━━━━━ Page text

Grey Beards on Systems - 49: Greybeards talk open convergence with Brian Biles, CEO and Co-founder of Datrium
Episode Date: August 15, 2017Sponsored By: In this episode we talk with Brian Biles, CEO and Co-founder of Datrium. We last talked with Brian and Datrium in May of 2016 and at that time we called it deconstructed storage. These d...ays, Datrium offers a converged infrastructure (C/I) solution, which they call “open convergence”. Datrium C/I Datrium’s C/I solution stores persistent data … Continue reading "49: Greybeards talk open convergence with Brian Biles, CEO and Co-founder of Datrium"
Transcript
Discussion (0)
Hey everybody, Ray Lucchese here with Howard Marks here.
Welcome to a sponsored episode of Greybeards on Storage monthly podcast, a show where we
get Greybeards Storage assistant bloggers to talk with storage and system vendors to
discuss upcoming products, technologies, and trends affecting the data
center today. This Greybeards on Storage podcast is brought to you by Datrium and was recorded on
July 19th, 2017. We have with us here today Brian Biles, CEO and co-founder of Datrium. So Brian,
why don't you tell us a little bit about yourself and what's new with Datrium?
Hey guys, I'm Brian Biles.
You may have known me as a founder of Data Domain some years ago and have been a founder at Datrium and CEO.
And we've been selling our product for about a little over a year.
We discussed in the last Greybeards podcast the kind of product that we're building.
It's a converged infrastructure with a couple of twists.
And if you want, I can go over that quickly.
And we're here today to talk about some new announcements having to do with Linux support and balanced scaling.
Yeah, I think a short recap of the basic architecture would come in handy.
Okay, great.
Unlike, so we're a converged infrastructure.
We run storage operations on hosts, kind of in the spirit of software-defined storage.
What we do differently is all of the persistent data is stored off-host in a separate kind of enclosure.

━━━━━━━━━━
━━━━━ Provided data

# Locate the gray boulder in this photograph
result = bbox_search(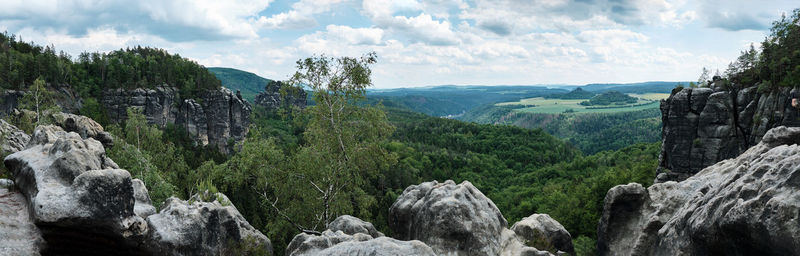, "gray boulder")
[389,180,547,255]
[328,215,383,238]
[0,179,45,255]
[146,191,272,255]
[511,214,575,255]
[598,127,800,255]
[0,119,31,155]
[4,125,147,254]
[286,215,436,256]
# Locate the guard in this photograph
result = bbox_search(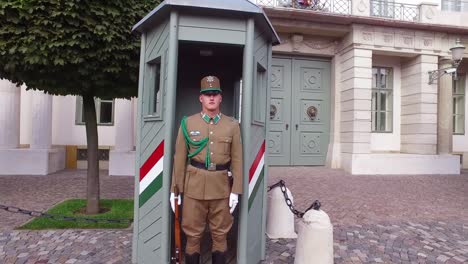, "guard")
[170,76,243,264]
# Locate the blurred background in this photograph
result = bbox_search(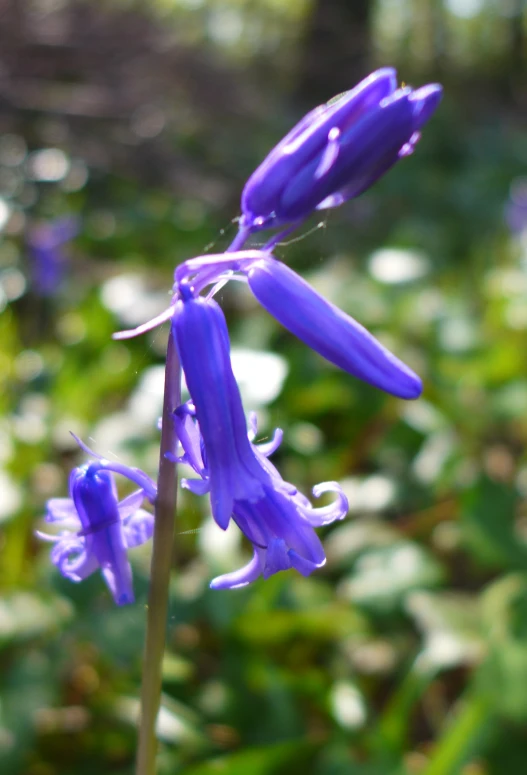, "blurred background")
[0,0,527,775]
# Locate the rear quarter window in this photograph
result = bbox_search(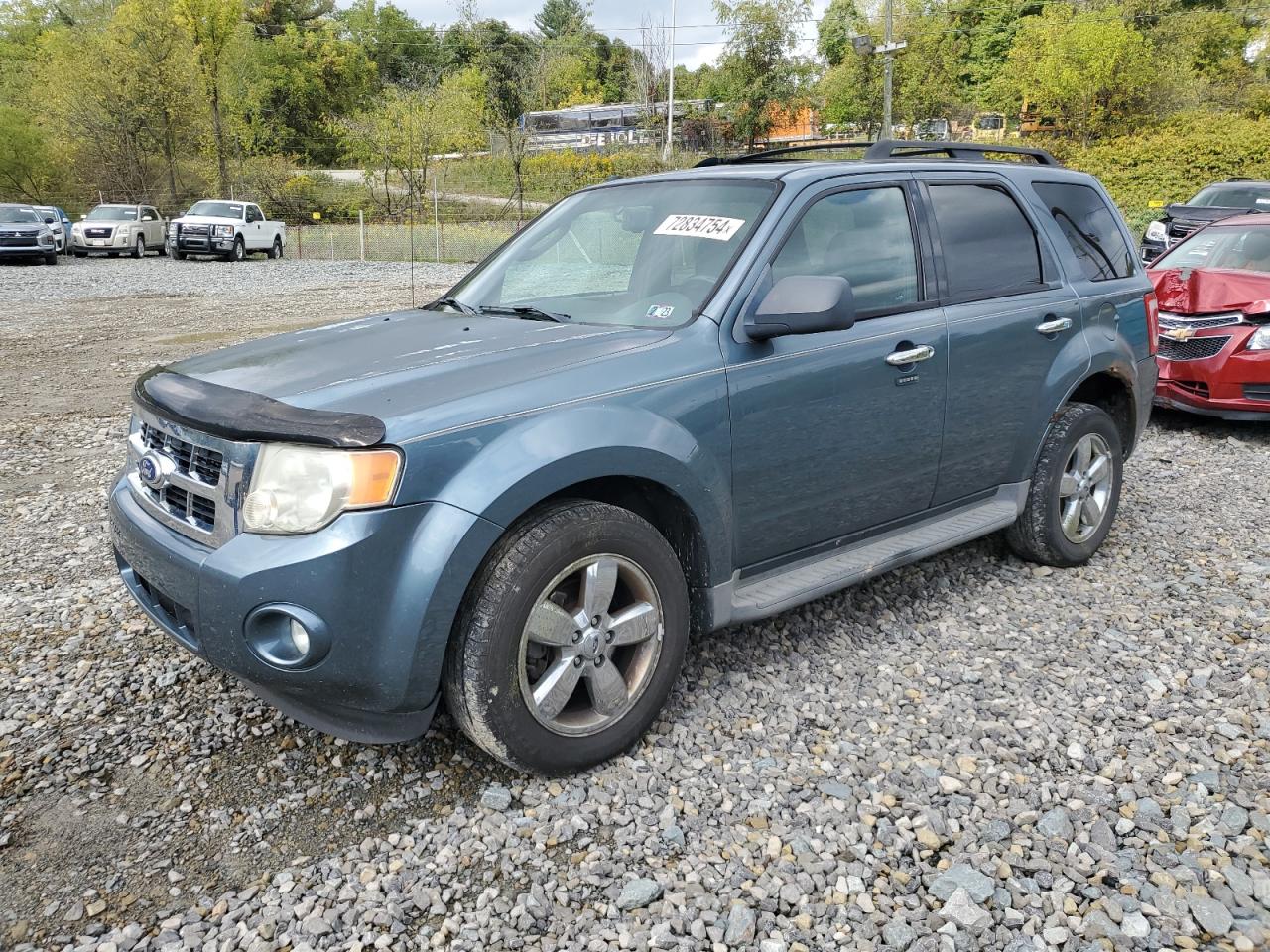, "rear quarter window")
[1033,181,1137,281]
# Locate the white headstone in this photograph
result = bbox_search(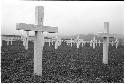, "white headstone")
[16,6,58,75]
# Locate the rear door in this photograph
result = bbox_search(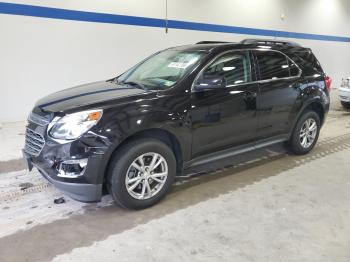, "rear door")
[254,50,301,139]
[191,51,258,157]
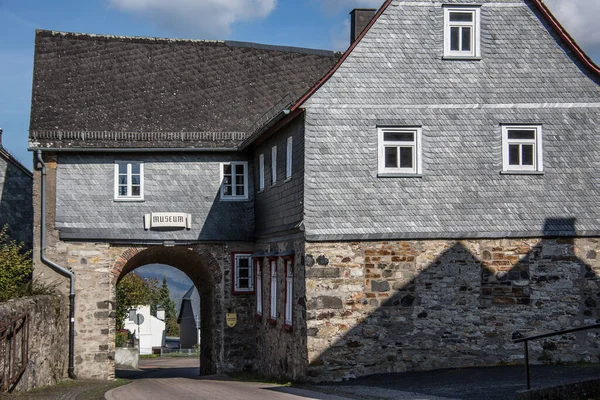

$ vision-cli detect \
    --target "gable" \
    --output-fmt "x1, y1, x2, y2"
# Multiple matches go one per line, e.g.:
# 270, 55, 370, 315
292, 0, 600, 110
30, 31, 339, 145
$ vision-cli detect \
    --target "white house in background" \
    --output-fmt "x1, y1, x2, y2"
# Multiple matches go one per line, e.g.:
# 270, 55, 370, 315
177, 286, 200, 349
125, 305, 165, 354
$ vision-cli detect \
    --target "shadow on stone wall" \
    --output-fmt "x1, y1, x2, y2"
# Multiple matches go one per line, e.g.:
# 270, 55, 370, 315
0, 158, 33, 250
307, 219, 600, 380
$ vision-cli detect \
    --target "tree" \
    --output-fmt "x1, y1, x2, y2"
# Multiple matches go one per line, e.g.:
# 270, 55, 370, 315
0, 225, 33, 301
153, 275, 179, 336
116, 272, 159, 330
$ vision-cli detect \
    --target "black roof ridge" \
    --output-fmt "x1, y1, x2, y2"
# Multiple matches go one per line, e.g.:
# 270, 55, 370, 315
36, 29, 340, 57
0, 148, 33, 178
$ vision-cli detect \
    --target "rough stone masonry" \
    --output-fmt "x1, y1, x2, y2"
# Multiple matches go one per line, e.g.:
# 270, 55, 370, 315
305, 238, 600, 381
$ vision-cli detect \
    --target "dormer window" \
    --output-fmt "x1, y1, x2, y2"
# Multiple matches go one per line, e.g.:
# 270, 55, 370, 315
444, 7, 480, 58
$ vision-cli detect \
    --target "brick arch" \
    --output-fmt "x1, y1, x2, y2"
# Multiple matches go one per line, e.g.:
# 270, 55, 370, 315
110, 245, 223, 374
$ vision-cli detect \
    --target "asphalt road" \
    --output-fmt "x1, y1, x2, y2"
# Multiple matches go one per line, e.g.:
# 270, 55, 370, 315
107, 358, 600, 400
105, 358, 350, 400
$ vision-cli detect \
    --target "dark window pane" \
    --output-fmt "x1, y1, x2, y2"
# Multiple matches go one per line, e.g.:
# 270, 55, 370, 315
400, 147, 413, 168
450, 12, 473, 22
508, 144, 521, 165
450, 27, 460, 51
385, 147, 398, 168
462, 27, 471, 51
508, 129, 535, 139
521, 144, 533, 165
383, 132, 415, 142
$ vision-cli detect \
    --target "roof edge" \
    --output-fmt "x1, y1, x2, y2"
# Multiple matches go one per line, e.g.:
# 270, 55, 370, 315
35, 29, 339, 57
531, 0, 600, 76
0, 145, 33, 178
291, 0, 392, 111
291, 0, 600, 111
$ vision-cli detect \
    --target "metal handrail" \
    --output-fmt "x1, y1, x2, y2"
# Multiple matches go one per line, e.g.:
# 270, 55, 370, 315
513, 324, 600, 390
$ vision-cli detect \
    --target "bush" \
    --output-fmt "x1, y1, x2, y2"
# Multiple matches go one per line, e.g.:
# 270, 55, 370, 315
0, 226, 33, 301
115, 329, 131, 347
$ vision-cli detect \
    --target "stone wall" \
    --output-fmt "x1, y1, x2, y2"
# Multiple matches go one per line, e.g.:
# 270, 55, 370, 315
305, 238, 600, 381
254, 240, 307, 380
0, 296, 69, 392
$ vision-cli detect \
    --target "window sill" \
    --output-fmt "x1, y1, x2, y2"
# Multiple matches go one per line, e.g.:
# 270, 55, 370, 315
500, 171, 544, 175
221, 197, 248, 202
377, 172, 423, 178
233, 290, 256, 295
442, 56, 481, 61
113, 197, 146, 203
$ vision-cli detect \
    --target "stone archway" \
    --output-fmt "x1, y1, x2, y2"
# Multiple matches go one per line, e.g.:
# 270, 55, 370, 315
110, 246, 223, 375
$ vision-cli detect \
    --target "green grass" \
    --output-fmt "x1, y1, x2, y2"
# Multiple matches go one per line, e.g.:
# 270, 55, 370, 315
0, 378, 131, 400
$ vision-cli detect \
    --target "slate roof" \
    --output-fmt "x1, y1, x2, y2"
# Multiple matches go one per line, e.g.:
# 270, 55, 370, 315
30, 30, 341, 148
291, 0, 600, 111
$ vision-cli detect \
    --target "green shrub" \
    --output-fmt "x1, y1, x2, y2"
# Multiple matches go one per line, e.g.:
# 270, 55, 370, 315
115, 329, 131, 347
0, 226, 33, 301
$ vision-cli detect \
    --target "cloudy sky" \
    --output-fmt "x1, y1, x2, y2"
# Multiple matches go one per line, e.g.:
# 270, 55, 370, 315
0, 0, 600, 168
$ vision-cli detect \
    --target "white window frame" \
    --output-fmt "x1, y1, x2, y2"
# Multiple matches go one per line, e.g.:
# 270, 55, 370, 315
285, 259, 294, 326
377, 127, 423, 176
255, 260, 262, 316
271, 146, 277, 185
258, 154, 265, 192
114, 160, 144, 201
269, 260, 277, 320
502, 125, 544, 172
219, 161, 248, 201
444, 5, 481, 58
285, 136, 293, 179
233, 253, 254, 294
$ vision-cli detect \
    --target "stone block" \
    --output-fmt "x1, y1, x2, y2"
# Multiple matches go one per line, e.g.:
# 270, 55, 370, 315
308, 296, 344, 310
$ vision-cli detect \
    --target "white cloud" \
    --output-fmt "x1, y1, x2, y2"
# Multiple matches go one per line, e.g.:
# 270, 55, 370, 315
545, 0, 600, 49
108, 0, 277, 38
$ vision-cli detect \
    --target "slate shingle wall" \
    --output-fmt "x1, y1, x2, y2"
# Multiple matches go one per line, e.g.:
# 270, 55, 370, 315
254, 116, 304, 236
56, 153, 254, 241
0, 156, 33, 249
305, 0, 600, 240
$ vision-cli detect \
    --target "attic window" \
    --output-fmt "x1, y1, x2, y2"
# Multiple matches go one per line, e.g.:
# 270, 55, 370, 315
221, 161, 248, 200
233, 253, 254, 294
114, 161, 144, 201
444, 7, 480, 58
378, 127, 422, 176
502, 125, 544, 173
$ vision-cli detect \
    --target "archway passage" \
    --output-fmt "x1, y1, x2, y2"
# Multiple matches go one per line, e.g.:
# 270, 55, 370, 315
111, 246, 221, 375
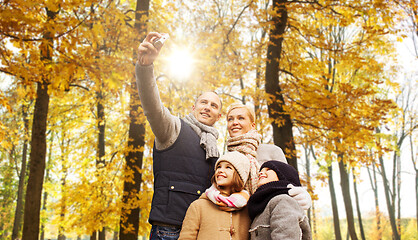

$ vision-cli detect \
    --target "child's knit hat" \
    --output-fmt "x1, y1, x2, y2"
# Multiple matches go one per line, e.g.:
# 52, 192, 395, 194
260, 160, 301, 186
215, 151, 250, 184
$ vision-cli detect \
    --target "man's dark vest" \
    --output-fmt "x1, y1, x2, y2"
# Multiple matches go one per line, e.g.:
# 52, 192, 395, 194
149, 120, 216, 226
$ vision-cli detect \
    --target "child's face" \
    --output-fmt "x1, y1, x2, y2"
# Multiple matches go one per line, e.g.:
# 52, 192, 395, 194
215, 161, 235, 188
257, 167, 279, 187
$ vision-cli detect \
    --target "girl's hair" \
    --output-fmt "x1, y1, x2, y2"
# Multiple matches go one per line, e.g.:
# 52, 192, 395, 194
210, 161, 244, 194
226, 103, 255, 123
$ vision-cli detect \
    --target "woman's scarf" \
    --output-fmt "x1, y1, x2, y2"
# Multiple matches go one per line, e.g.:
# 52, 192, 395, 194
248, 180, 290, 221
205, 184, 250, 211
184, 113, 219, 159
227, 130, 261, 194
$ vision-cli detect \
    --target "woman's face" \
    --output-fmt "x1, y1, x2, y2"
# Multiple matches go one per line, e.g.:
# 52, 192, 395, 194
257, 167, 279, 187
226, 108, 255, 137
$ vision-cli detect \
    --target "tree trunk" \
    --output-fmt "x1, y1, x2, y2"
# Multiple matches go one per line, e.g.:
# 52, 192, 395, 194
353, 174, 366, 240
96, 87, 106, 240
39, 131, 54, 240
338, 155, 358, 240
22, 82, 49, 240
265, 0, 297, 169
12, 105, 29, 240
328, 165, 342, 240
119, 0, 149, 240
22, 9, 57, 240
90, 231, 97, 240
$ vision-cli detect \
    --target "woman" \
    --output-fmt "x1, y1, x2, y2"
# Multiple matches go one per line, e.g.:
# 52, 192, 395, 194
226, 103, 311, 210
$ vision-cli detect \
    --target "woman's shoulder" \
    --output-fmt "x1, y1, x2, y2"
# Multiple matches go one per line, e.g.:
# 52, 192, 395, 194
257, 143, 287, 164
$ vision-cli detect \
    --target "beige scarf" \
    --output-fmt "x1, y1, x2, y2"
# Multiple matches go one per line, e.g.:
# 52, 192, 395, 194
227, 130, 261, 194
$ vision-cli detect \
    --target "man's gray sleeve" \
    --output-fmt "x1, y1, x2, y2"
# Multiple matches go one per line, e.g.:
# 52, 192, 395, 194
135, 63, 181, 150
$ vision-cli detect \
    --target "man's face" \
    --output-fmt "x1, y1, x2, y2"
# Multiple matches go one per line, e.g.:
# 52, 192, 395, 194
192, 92, 221, 126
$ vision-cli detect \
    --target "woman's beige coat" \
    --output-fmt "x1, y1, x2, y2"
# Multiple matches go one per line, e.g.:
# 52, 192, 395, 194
179, 194, 251, 240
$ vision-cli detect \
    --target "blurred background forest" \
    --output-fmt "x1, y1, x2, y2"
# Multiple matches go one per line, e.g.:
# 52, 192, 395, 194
0, 0, 418, 240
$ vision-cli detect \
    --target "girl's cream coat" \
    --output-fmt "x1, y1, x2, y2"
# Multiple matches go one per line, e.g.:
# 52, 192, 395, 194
179, 194, 250, 240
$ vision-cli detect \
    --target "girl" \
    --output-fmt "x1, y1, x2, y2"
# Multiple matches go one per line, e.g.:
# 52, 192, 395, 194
179, 151, 250, 240
248, 160, 311, 240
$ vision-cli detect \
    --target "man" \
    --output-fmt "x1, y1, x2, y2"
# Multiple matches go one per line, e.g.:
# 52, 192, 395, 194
135, 32, 310, 239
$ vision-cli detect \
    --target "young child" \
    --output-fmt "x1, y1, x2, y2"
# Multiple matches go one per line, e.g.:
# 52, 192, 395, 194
179, 151, 250, 240
248, 160, 311, 240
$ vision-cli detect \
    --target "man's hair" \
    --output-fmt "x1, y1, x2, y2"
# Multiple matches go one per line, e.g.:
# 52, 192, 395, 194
194, 91, 222, 112
210, 161, 244, 194
226, 103, 255, 122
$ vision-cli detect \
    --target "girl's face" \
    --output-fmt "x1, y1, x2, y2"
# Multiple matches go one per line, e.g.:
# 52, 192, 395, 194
227, 108, 255, 137
215, 161, 235, 191
257, 167, 279, 187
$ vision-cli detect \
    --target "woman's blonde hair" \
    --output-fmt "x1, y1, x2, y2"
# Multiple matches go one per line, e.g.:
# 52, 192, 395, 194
226, 103, 255, 123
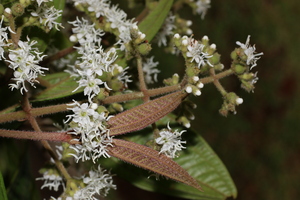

━━━━━━━━━━

_Your tasks:_
(a) Please reproduce the podcast transcript starting at "And we're here" and ending at "kind of enclosure.", switching "enclosure" to "chassis".
(b) Answer these questions from the podcast transcript:
(i) On what date was the episode recorded?
(ii) What company does Brian Biles say he founded some years before Datrium?
(iii) For how long does he say Datrium has been selling its product?
(c) Extend the podcast transcript past its last line.

_Responses for each task:_
(a)
And we're here today to talk about some new announcements having to do with Linux support and balanced scaling.
Yeah, I think a short recap of the basic architecture would come in handy.
Okay, great.
Unlike, so we're a converged infrastructure.
We run storage operations on hosts, kind of in the spirit of software-defined storage.
What we do differently is all of the persistent data is stored off-host in a separate kind of chassis.

(b)
(i) July 19th, 2017
(ii) Data Domain
(iii) A little over a year

(c)
So hosts scale speed with software that runs on them and local flash drives for high locality for
reads uses host local CPU for things like calculating erasure codes and dedup and compression
and snapshots and cloning and so on.
But all the data is written off-host for persistence to a separate place,
so the hosts don't actually talk to each other,
making scaling very easy and linear and predictable because you don't get neighbor noise interrupts across hosts.
The hosts can fail in any combination or be brought down for maintenance
because that doesn't affect
persistent data access unlike a hyper-converged model. But the place you keep all the persistent
data while it looks kind of like an array is somewhat less intelligent than that because
the hosts are doing all the thinking, right? That's exactly right. So it's first kind of
low cost because it doesn't have much CPU to
do anything. But second of all, it's just a very scalable model for the CPU required for things
like IO. And as you add hosts, you don't run into the problem that arrays have of controllers
bottlenecking on just the compute involved in storage access. So that also plays out in replication and that sort of stuff as well, right?
That's right.
So last quarter, we announced a whole series of features for VM-specific snapshotting and
cloning and replication.
All of that uses also the software on hosts to do the work.
In replication, it means that all of the hosts are doing the data movement for replication between sites.
So if you have some number of hosts go down, replication keeps going, which is different from, again, a hyperconverged model.
That's great.
That's great.
So what's new with Datrium?
Great question.
We have two major things that we're announcing.
First, on the host side, we've always been VMware-centric and VM-centric.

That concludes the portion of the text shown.